[What you should do]
Lines from the one containing "666H474V656H460L456 649L451 650L450" through the last line of the data below are to be returned exactly; leave out the rest.

[Data provided]
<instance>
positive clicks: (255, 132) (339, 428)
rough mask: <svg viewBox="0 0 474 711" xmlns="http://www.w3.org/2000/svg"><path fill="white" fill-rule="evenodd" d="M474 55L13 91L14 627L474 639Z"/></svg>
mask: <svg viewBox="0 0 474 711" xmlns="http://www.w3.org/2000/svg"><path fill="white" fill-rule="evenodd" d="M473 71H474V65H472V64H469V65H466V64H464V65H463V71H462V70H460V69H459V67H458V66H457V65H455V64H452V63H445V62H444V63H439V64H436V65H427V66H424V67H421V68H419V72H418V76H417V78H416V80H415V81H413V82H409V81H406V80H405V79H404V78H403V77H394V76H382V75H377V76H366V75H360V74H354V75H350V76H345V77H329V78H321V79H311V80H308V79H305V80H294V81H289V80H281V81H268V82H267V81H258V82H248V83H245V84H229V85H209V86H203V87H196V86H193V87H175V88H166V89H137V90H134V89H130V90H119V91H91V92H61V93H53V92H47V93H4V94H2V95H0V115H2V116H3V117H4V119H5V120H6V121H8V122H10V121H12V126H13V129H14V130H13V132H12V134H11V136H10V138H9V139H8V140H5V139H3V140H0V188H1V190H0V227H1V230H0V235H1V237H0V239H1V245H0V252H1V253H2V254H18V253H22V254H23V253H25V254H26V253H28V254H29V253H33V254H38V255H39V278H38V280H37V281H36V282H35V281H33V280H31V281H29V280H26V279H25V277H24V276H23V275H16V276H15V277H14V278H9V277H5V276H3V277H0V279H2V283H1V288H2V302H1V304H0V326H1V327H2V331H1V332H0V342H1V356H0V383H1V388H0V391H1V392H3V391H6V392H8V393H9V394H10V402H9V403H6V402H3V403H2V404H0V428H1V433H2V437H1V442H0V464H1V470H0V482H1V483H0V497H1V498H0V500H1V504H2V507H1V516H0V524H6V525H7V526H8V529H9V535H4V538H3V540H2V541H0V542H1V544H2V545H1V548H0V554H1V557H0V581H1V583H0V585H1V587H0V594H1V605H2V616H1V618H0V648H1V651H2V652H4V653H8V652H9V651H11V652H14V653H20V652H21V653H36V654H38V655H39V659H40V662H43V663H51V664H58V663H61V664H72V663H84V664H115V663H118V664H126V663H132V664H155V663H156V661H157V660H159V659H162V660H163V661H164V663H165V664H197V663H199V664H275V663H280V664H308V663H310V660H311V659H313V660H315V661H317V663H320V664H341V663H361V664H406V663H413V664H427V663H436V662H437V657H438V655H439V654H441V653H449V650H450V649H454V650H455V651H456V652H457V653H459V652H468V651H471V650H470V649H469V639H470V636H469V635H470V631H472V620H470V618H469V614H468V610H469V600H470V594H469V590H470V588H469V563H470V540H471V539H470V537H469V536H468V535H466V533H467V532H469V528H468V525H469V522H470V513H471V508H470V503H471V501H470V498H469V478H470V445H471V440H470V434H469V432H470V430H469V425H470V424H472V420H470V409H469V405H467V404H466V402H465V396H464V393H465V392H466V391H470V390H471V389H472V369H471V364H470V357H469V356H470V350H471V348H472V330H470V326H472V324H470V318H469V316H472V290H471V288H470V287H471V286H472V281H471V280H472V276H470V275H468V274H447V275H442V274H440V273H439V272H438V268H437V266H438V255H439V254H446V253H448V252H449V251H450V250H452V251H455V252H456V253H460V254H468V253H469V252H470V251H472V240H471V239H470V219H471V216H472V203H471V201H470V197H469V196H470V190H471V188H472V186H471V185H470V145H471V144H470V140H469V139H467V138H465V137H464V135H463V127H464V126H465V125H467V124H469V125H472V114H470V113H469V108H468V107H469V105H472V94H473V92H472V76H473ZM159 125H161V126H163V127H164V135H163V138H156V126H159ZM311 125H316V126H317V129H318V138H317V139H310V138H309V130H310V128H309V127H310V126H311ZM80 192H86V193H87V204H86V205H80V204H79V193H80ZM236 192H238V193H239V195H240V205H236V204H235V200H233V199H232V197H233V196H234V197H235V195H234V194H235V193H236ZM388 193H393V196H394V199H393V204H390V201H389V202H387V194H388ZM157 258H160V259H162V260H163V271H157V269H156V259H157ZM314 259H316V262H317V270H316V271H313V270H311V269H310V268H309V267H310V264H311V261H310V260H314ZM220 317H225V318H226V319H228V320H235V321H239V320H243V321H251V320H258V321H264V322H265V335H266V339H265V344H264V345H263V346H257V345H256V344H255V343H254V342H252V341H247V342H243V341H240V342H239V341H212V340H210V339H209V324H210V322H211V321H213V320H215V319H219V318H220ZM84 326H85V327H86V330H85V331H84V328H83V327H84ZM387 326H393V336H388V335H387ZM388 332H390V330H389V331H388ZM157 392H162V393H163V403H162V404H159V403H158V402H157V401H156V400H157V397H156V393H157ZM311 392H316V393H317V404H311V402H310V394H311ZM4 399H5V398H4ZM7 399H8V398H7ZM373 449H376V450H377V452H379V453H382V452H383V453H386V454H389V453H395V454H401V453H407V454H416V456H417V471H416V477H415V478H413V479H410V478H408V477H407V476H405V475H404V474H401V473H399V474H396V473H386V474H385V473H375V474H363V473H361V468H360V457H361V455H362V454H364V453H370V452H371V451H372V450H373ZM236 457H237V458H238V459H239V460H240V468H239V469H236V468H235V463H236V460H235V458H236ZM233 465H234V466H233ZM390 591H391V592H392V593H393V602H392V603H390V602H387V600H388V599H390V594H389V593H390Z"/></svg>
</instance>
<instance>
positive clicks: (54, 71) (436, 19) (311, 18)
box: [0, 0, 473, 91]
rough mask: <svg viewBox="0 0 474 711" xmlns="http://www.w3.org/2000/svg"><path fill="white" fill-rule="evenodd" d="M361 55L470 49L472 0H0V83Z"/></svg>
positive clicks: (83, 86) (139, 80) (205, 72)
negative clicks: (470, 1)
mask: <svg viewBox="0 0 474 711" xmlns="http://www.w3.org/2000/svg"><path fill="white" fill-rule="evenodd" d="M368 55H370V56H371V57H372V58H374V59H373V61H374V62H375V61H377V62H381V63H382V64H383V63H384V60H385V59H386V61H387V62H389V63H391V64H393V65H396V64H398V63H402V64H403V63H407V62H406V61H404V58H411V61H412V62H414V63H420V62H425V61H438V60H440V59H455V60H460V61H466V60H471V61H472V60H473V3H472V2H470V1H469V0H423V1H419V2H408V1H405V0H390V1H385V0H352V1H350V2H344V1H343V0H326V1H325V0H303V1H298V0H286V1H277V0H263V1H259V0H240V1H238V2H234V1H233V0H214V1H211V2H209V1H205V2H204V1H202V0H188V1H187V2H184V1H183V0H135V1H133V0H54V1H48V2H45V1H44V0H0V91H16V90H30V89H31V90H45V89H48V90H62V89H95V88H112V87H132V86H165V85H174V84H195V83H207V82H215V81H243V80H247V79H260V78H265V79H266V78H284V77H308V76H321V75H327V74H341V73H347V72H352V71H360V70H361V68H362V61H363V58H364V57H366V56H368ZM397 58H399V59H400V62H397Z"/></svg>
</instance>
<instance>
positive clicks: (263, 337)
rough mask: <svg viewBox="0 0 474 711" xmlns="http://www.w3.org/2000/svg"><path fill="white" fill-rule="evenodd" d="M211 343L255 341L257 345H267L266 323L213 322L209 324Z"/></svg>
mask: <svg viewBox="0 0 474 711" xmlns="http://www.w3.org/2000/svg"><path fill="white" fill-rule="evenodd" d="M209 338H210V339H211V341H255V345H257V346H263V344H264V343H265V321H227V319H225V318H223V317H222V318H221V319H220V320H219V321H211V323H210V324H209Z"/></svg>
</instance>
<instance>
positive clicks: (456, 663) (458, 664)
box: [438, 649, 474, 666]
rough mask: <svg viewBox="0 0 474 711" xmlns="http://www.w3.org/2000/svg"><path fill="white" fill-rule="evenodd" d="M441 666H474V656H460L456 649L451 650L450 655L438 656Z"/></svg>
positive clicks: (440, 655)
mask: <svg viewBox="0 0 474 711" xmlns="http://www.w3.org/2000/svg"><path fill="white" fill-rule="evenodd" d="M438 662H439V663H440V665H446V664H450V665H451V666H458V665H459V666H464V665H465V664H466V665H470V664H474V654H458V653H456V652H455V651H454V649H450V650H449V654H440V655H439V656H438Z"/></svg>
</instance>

[Written solution]
rough mask: <svg viewBox="0 0 474 711" xmlns="http://www.w3.org/2000/svg"><path fill="white" fill-rule="evenodd" d="M441 666H474V656H460L456 649L451 650L450 655L438 656Z"/></svg>
positive clicks: (440, 655)
mask: <svg viewBox="0 0 474 711" xmlns="http://www.w3.org/2000/svg"><path fill="white" fill-rule="evenodd" d="M438 662H439V663H440V665H446V664H450V665H451V666H458V665H459V666H464V665H465V664H466V665H470V664H474V654H458V653H456V652H455V651H454V649H450V650H449V654H440V655H439V656H438Z"/></svg>
</instance>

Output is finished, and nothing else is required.